**BRIEF**
How many lines in the entries below contain the string "Target"? Give only the number.

**RECORD EXTRACTS**
******************************
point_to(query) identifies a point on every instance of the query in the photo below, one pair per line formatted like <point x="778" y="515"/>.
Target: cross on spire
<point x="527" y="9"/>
******************************
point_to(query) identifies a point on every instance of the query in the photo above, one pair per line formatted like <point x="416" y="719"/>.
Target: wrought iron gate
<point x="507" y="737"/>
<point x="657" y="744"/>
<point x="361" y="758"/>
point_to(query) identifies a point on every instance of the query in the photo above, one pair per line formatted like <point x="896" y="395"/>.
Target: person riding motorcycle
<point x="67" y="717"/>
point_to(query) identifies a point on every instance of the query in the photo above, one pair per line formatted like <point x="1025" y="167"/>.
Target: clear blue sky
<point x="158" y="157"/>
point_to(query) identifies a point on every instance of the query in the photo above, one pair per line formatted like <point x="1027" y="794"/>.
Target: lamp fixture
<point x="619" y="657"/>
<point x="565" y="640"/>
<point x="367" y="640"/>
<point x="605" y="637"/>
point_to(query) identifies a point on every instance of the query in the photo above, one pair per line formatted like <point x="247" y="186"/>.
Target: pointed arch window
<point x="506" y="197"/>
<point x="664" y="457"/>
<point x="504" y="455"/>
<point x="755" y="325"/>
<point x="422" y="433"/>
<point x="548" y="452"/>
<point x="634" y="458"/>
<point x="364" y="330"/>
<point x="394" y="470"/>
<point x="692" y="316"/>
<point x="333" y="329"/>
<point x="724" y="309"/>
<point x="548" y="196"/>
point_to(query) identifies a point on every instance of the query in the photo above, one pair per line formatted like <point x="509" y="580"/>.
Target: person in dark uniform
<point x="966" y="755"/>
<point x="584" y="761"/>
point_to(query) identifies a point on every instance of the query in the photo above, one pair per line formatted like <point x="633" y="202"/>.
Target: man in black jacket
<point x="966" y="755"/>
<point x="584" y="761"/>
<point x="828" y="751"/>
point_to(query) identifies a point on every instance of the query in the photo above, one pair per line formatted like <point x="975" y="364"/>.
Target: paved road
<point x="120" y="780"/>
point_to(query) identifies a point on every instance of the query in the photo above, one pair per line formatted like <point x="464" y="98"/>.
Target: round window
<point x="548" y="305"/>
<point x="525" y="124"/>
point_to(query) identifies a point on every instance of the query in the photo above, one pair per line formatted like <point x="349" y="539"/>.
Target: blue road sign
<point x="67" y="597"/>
******************************
**COMPLETED EXERCISE**
11